__DATA SUPPLIED__:
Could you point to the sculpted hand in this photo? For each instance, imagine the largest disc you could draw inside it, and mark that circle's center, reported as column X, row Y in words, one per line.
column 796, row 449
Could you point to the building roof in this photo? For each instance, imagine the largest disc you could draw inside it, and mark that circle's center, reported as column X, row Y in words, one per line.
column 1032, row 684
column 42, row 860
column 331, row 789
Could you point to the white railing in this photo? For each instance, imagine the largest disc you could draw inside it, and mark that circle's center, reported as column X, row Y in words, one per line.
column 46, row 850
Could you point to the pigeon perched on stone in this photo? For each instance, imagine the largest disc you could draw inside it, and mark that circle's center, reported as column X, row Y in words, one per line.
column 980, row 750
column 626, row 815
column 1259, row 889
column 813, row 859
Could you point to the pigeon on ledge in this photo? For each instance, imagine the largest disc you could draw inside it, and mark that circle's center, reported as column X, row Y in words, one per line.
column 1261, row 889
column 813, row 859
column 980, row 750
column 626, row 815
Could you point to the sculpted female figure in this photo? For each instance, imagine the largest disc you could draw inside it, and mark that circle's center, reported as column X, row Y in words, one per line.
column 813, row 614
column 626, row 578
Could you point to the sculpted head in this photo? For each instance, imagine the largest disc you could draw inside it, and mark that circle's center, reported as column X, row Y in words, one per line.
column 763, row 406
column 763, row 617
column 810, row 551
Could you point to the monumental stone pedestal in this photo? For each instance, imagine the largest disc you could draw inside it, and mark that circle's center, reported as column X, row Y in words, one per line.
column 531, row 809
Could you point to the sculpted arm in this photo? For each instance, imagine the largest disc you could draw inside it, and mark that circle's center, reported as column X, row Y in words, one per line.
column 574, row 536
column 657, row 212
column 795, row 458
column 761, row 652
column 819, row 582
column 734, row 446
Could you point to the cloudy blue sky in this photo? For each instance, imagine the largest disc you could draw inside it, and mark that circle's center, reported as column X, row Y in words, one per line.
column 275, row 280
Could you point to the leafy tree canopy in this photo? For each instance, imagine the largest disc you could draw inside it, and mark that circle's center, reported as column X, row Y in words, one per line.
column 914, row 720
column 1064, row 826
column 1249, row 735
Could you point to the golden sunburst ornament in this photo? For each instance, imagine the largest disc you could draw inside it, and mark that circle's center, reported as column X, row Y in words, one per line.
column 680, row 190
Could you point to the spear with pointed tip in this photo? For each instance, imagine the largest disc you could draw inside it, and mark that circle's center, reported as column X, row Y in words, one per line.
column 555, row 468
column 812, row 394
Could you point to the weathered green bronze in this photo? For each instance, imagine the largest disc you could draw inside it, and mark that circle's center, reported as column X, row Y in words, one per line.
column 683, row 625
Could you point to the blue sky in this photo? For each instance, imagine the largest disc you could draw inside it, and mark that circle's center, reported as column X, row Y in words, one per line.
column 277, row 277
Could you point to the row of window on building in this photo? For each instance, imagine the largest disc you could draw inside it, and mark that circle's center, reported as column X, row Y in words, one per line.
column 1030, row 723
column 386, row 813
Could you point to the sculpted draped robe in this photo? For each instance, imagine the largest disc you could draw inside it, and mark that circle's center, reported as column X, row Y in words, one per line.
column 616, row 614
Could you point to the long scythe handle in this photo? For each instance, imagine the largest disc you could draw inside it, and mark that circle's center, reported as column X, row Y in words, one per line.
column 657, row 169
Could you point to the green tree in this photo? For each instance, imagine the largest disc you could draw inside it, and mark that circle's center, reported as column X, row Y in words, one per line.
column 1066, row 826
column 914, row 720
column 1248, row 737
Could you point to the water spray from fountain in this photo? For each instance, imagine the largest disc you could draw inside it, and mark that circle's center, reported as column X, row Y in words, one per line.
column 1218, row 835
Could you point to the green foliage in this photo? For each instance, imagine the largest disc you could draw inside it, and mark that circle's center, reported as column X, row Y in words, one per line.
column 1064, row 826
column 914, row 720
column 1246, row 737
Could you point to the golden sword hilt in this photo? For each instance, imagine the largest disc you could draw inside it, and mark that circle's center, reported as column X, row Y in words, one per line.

__REQUIREMENT__:
Everything from the line containing "Could you point to the blue" to the end of the records must be written out exactly; include both of those lines and no others.

__COMPLETE ANSWER__:
Could you point to the blue sky in this photo? For each instance, imagine the largest disc you could draw inside it, and mark that circle's center, reported as column X, row Y in words, one per line.
column 277, row 277
Could you point to the row of window on building in this photo? For each instance, imagine the largest disc you could draw inside it, and mark that circle's center, reported as column X, row Y in words, one per line.
column 1030, row 723
column 386, row 813
Could you point to the sculpted draped robe in this photo? For each instance, imagine the largest disc you could draw inside it, and mark that circle's center, reported as column X, row Y in words, one per line.
column 616, row 614
Could you point to the long scythe handle in this photo? For each instance, imagine the largest disc you could draw inside it, and mark that circle's center, reported as column X, row Y in words, one per line.
column 657, row 169
Could you point to the green tree in this photo? For each instance, imagine the largest disc you could draw inside it, and mark that circle's center, reported as column X, row Y in words, one per line.
column 1066, row 826
column 914, row 720
column 1248, row 737
Could you point to the water spray from fountain in this photo? For each instance, imagine the largest disc you could draw inside it, and mark that circle's center, reported as column X, row Y in words, one per line.
column 1218, row 835
Could you point to the green foliage in this photo? For each instance, imagine the largest disc you could draw inside it, and mark that circle's center, reported as column X, row Y in words, one per line.
column 1064, row 826
column 914, row 720
column 1246, row 737
Could you point to the golden sword hilt in this photo? For each instance, imagine the largest disc you could draw inside it, and mark that circle's center, reported as column X, row Y in words, one per line.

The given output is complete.